> [Prompt a]
Reproduce the article on Trump's tariffs word for word.

How Trump’s tariffs will push up the price of your trainers – and trip up impulse buyers
Fast fashion brands like Shein and the athleisure market of JD Sports, Nike and Adidas face significant challenges from the new tariffs, writes James Moore – and American consumers face unpleasantly hefty price rises on their impulse purchases
Liberation day? Donald Trump declaring a trade war on the world is certainly liberating the American consumer from cheap consumer goods. His tariffs are a tax on Main Street, USA, as much as they are on his nation’s trading partners. Levies can be imposed overnight but onshoring manufacturing – the stated aim – is not so easy.
Some of the numbers, announced by a president playing the role of a dollar-store PT Barnum as he brandished a scorecard highlighting the perceived baddies, are mindboggling. The baseline charge is bad enough at 10 per cent. It includes the UK, Australia, Brazil, Turkey and Saudi Arabia among others, with steel facing 25 per cent and vehicles the same.

> [Prompt b]
Collect every line in the records below that contains the string "Target".

Dataset rows:
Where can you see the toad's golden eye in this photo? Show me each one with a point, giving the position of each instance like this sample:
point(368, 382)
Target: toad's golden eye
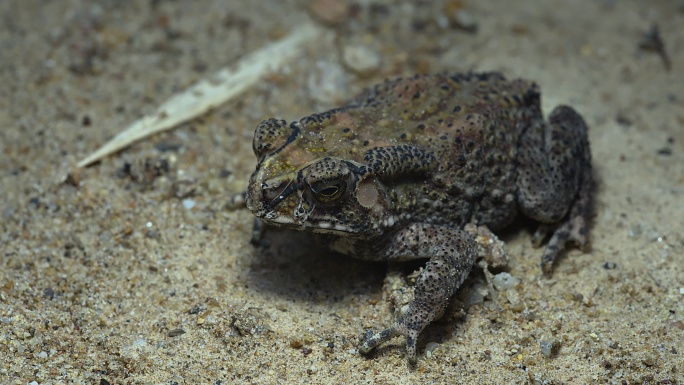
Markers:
point(328, 192)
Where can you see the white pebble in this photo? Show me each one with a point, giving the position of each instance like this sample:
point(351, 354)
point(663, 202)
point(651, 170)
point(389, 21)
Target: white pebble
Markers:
point(429, 348)
point(361, 59)
point(504, 281)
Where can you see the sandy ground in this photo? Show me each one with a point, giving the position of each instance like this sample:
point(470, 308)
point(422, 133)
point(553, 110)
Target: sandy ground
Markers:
point(126, 272)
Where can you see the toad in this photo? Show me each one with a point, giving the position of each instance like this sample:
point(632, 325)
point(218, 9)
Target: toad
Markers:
point(406, 168)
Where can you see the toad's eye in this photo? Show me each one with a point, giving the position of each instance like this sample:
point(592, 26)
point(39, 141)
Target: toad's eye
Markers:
point(328, 192)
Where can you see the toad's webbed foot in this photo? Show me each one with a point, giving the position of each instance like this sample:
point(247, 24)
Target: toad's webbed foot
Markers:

> [Full response a]
How Trump’s tariffs will push up the price of your trainers – and trip up impulse buyers
Fast fashion brands like Shein and the athleisure market of JD Sports, Nike and Adidas face significant challenges from the new tariffs, writes James Moore – and American consumers face unpleasantly hefty price rises on their impulse purchases
Liberation day? Donald Trump declaring a trade war on the world is certainly liberating the American consumer from cheap consumer goods. His tariffs are a tax on Main Street, USA, as much as they are on his nation’s trading partners. Levies can be imposed overnight but onshoring manufacturing – the stated aim – is not so easy.
Some of the numbers, announced by a president playing the role of a dollar-store PT Barnum as he brandished a scorecard highlighting the perceived baddies, are mindboggling. The baseline charge is bad enough at 10 per cent. It includes the UK, Australia, Brazil, Turkey and Saudi Arabia among others, with steel facing 25 per cent and vehicles the same.

> [Full response b]
Target: toad's golden eye
Target: white pebble
Target: sandy ground
Target: toad
Target: toad's eye
Target: toad's webbed foot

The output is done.